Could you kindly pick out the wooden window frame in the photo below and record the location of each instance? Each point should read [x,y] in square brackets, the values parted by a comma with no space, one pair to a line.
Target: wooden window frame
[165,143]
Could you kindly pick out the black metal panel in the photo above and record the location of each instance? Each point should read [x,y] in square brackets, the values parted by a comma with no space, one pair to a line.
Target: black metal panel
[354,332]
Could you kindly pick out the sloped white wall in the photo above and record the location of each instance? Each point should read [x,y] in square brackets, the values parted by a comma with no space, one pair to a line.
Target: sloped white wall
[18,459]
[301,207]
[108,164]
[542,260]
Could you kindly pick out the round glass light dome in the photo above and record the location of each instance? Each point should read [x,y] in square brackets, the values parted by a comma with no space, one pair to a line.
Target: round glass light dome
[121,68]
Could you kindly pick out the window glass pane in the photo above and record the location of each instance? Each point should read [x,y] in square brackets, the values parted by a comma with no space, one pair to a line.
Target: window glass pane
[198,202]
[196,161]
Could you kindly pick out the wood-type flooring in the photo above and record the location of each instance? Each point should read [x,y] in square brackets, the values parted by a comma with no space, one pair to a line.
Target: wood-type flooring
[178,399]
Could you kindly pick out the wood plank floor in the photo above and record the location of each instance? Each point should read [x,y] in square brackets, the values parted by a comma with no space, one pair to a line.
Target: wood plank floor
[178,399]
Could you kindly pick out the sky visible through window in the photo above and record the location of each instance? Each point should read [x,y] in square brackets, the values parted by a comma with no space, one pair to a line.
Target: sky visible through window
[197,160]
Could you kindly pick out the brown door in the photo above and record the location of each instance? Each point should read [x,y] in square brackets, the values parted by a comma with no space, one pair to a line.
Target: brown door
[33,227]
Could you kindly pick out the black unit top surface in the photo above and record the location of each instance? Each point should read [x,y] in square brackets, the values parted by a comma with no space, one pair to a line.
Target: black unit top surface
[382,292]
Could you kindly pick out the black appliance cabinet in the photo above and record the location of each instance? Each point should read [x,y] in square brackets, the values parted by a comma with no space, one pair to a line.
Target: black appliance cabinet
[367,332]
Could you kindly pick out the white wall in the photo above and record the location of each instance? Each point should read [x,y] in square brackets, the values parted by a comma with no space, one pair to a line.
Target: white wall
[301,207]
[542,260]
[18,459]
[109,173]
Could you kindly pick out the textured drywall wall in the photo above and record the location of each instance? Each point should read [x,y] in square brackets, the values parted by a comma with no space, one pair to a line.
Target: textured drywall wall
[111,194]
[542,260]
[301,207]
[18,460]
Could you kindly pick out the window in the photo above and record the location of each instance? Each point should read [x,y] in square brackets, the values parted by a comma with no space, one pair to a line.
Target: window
****
_DIRECTIONS FOR THIS TASK_
In the entries above, take the line containing "Target: black unit top surface" and each later line through the last, and repeat them exactly. Output nothing else.

_OUTPUT OF THE EXERCISE_
Target: black unit top surface
[382,292]
Could you kindly pick out the black appliance cabinet in the photo above and record the location of each instance? Each point should read [x,y] in square brackets, the values parted by a comma with no space, one pair to a line.
Target: black appliance cabinet
[367,332]
Could you kindly pick out the white wall in the photo above and record the location of each instance? Each point should read [x,y] in square brackets, the values parted by a comma with no space, one pair to a line.
Target: white wall
[301,207]
[542,260]
[18,459]
[109,173]
Could you kindly pick out the textured drywall wall in the photo above and record the location of each instance? Each point should read [x,y] in square brackets, the values parted by a comma with no space, one pair to a line.
Target: textured drywall wall
[111,194]
[542,260]
[301,207]
[18,460]
Could you kindly pick out the window in the photo above and record the location of each instance? Each point should read [x,y] in square brackets, the values parted by a comma with no space, one pair to a line.
Target: window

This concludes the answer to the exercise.